::: Records supplied :::
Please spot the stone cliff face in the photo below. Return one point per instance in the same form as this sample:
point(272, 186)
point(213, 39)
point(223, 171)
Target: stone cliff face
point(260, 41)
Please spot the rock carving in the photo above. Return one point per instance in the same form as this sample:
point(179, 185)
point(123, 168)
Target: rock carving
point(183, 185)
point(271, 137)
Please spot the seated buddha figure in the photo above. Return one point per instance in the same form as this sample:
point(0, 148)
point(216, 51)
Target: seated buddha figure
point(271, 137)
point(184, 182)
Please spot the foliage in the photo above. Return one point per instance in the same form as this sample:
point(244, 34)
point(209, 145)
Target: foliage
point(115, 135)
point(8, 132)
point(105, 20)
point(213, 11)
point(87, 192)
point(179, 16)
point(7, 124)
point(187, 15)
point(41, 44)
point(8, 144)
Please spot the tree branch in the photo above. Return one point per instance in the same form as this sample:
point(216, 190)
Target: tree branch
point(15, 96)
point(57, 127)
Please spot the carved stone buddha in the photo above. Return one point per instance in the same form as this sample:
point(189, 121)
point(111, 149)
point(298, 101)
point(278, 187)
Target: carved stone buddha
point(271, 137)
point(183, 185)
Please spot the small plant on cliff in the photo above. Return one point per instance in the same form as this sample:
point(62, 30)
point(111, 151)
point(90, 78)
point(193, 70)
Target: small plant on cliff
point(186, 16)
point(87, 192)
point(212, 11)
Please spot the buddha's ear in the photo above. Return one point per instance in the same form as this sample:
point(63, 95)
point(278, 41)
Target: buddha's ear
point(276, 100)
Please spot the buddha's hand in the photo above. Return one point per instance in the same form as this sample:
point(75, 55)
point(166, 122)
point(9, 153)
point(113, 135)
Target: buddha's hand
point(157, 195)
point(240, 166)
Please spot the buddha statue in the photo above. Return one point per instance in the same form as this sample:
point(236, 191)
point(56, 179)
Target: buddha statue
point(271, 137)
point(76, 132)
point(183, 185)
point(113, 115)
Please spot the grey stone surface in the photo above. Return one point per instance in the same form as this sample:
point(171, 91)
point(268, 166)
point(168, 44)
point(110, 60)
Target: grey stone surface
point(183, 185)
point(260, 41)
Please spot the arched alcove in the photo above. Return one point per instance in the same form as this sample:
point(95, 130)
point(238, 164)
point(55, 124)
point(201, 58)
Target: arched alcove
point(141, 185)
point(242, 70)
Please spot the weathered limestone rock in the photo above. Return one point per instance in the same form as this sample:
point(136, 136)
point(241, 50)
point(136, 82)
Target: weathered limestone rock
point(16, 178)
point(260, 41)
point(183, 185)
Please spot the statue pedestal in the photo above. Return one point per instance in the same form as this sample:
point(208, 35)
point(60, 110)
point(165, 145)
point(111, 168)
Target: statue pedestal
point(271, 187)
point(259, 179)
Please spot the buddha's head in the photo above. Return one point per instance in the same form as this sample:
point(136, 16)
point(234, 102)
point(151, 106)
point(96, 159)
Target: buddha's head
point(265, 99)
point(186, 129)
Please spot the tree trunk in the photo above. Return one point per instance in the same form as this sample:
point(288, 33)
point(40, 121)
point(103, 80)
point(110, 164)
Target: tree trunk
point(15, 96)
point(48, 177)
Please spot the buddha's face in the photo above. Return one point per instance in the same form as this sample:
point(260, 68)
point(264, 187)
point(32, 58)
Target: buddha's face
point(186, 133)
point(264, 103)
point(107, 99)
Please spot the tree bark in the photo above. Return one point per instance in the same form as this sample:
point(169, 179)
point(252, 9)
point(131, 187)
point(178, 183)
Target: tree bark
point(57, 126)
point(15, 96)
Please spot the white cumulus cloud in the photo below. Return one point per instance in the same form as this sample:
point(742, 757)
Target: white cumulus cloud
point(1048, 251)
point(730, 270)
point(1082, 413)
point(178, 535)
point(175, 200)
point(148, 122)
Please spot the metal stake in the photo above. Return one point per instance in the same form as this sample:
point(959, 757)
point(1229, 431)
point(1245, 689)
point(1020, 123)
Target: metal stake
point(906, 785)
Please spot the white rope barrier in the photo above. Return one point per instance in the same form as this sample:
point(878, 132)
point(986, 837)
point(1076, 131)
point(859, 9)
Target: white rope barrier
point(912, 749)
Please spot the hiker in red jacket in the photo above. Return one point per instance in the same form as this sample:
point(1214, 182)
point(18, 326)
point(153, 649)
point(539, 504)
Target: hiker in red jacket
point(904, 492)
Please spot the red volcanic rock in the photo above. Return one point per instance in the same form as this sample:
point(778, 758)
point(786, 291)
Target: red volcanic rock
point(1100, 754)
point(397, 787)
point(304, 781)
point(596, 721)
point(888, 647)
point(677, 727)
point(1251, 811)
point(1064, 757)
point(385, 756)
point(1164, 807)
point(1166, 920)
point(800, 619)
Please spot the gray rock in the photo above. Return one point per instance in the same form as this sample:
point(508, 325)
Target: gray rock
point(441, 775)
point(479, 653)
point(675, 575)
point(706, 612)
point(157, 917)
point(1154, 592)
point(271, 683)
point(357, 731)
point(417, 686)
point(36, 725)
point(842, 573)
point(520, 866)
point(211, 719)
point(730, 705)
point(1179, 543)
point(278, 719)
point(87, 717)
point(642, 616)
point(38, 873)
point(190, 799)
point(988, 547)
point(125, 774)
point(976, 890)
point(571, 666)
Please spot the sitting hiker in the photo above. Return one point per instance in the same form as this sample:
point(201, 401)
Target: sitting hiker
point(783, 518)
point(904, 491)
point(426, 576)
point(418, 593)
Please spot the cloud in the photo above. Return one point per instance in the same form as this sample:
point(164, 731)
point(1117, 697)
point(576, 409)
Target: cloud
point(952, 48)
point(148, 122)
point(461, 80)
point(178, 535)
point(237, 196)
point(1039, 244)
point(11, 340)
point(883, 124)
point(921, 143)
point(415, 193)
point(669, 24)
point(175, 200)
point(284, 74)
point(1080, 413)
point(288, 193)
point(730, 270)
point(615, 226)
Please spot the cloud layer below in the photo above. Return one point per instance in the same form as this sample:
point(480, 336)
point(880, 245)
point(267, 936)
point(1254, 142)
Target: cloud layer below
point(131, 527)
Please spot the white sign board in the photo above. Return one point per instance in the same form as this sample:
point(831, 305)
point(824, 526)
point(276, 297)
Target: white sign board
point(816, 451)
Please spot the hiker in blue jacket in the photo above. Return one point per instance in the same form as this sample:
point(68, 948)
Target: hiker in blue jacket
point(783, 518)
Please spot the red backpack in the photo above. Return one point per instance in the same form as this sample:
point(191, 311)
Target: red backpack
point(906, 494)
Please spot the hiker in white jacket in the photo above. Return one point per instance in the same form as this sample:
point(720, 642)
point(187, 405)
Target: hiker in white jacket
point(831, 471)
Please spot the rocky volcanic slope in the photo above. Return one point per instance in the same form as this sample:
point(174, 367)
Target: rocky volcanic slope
:::
Exercise:
Everything from the line with "Target: rock carving" through the line with "Please spot the tree branch" should be written out exactly as it appears above, end lines included, and nothing outside that range.

Task response:
Target: rock carving
point(183, 185)
point(271, 137)
Please spot the seated buddha figure in the photo above. Return one point per instance in the same form as this sample:
point(0, 148)
point(216, 51)
Target: seated buddha figure
point(271, 137)
point(184, 182)
Please spot the foliage in the photo above. Return one point per instance in the same form as this sample:
point(244, 34)
point(209, 145)
Target: foliage
point(115, 135)
point(8, 132)
point(105, 20)
point(213, 11)
point(87, 192)
point(179, 16)
point(7, 124)
point(187, 15)
point(41, 44)
point(8, 144)
Please spot the tree branch in the photo above. Return one point per instance in the same form as this sample:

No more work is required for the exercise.